* [Task instructions]: When you copy the records, keep every word exact and leave the pictures out.

=== Data listing ===

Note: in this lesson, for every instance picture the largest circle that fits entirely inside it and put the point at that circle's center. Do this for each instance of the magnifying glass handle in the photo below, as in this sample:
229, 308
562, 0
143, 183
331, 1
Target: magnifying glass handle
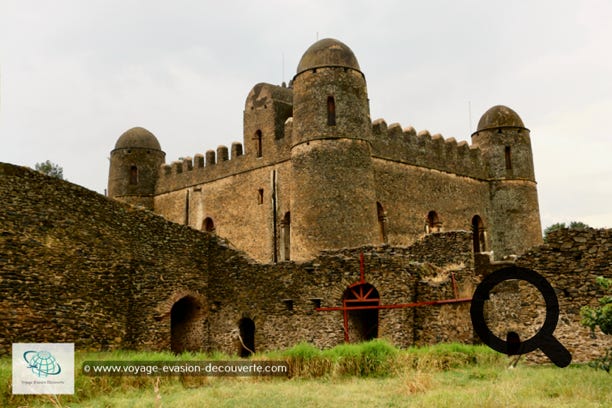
555, 351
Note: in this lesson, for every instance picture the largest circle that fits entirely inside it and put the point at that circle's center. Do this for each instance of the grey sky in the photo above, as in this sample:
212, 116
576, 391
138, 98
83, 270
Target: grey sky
74, 75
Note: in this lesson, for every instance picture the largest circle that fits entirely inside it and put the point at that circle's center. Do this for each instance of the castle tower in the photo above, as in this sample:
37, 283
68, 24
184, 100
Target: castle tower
134, 167
333, 202
513, 212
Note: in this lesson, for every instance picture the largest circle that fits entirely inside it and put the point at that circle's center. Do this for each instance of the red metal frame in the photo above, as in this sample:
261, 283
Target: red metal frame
361, 297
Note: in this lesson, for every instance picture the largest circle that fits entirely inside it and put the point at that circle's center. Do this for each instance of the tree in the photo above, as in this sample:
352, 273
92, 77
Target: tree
601, 317
575, 225
50, 169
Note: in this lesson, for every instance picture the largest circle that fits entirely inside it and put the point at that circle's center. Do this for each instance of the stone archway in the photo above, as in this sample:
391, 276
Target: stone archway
361, 325
246, 327
186, 325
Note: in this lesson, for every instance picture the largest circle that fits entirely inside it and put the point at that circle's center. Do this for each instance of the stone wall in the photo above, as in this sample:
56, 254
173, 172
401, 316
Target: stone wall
570, 261
78, 267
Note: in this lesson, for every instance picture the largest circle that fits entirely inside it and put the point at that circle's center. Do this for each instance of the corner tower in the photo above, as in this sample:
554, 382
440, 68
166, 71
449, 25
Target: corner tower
514, 211
333, 202
134, 167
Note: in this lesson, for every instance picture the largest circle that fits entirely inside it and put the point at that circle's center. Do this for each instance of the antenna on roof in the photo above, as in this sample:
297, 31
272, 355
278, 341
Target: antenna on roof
470, 115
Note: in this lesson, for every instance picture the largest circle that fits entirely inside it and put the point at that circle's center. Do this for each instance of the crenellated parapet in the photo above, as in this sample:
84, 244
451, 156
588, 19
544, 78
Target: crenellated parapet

===

* [Answer to this problem]:
Note: in this lesson, for every instance picture the largest circle that fits entirely inside it and put the point at that circle's center. Do this for each instance of the magnifying glass handle in the photo below, as in this sample:
229, 308
562, 0
143, 183
331, 1
Target: magnifying glass handle
555, 351
Note: in this lesson, for every instance picture the largest circle that fits entirely inside it and put the point at that circle's center. Do this for each instance of the grey sky in the photo above, as in this sample:
212, 116
576, 391
138, 98
83, 270
Target: grey sky
74, 75
Note: in this lesson, for every instance picture the largest circle that fits entirely inside it and put the point at that circle's center. Do this for each instance of the castle tower in the photo above, as in this sample:
37, 283
68, 24
184, 100
Target: castle tower
134, 167
333, 202
513, 212
Note: in this lesson, for every instance picture the largest circle that fits entirely inside it and put the point at that circle's center. Do this for each instance of the red metal frame in the photo above, as in this sample:
261, 283
Target: red metal frame
361, 297
Note: in this lesson, for every instance picture the largest circle that fits entirely inside it and put the point at that circle's center. Do this for each instance of the tree in the photo above, as in this sample:
352, 273
92, 77
Target: tree
601, 317
575, 225
50, 169
Note: in this lesson, for every instance picture the largest circle that fits entirely inside it and put the point at that circle's center. Do this for each instance of the stone archway in the photo above, as in this sample:
391, 276
Target: stone archway
361, 325
246, 327
186, 325
Note: in this lesson, for every instance picture the largest circle that fits entirely inside it and put the point at that circle's center. Do this for each instance of the stone wall in the photo above, as in this sample:
56, 254
173, 172
401, 316
Target: stone wall
570, 261
78, 267
Note: in this lesson, for every instance picture the largest circle that fits entirely inside it and put the point at that circle's center. Do this for each instance of the corner tower in the photo above, as in this sample:
554, 382
440, 68
166, 71
449, 25
Target: corner tower
514, 211
333, 202
134, 167
Note: in this lesson, for every instance picture the largest circle that fits entirely inside it and put the point at that circle's center. Do this for each instance of the antenna on roof in the photo above, as in this sample:
297, 31
272, 355
278, 341
Target: antenna on roof
470, 115
Note: in this lesson, for every instance picture the largest circle that fits entirely inside it and put the point at that circle's center. Do this for each instance of the crenellated parapet in the photo above, as in this sample:
84, 244
451, 156
588, 19
544, 78
Target: crenellated parapet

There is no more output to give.